╔══
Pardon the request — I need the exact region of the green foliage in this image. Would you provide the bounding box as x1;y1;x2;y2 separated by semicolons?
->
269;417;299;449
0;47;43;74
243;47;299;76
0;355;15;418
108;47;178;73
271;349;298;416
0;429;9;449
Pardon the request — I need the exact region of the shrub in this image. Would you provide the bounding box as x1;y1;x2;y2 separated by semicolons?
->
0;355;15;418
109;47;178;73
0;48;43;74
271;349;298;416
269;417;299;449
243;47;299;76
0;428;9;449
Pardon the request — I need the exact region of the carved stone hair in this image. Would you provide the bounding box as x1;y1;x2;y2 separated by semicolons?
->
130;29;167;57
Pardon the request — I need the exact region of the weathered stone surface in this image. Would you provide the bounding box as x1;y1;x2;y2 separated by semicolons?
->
╚══
• GIVEN PROBLEM:
Could you rewrite every line of the records above, requests included, with each bounding-box coordinate in the answers multiplied by 2.1 and rounded to a whole number, halves going up?

• EXPECTED OUTPUT:
Pardon the request — I need the exact region of the green foliage in this image. Would you provide the bounding box as x1;y1;x2;y2 separated by semicolons?
->
565;876;628;943
0;99;90;155
510;99;628;160
0;746;32;878
227;99;374;153
569;733;626;874
0;901;19;943
Pardon the request — I need the exact region of the shrub in this image. Would you provide the bounding box as x1;y1;x2;y2 separated by semicolons?
->
0;746;32;878
229;99;374;153
0;101;90;155
569;733;626;874
565;876;628;943
510;99;628;160
0;899;19;943
Pardon the request — I need the exact region of the carved stone hair in this image. Would you provide the bounding box as x1;y1;x2;y2 separated by semicolons?
->
273;61;351;120
Pardon the request — I need the exact region of the weathered stone surface in this image. Would you provide the bounding box as x1;y1;x2;y2 separated by semicolons?
->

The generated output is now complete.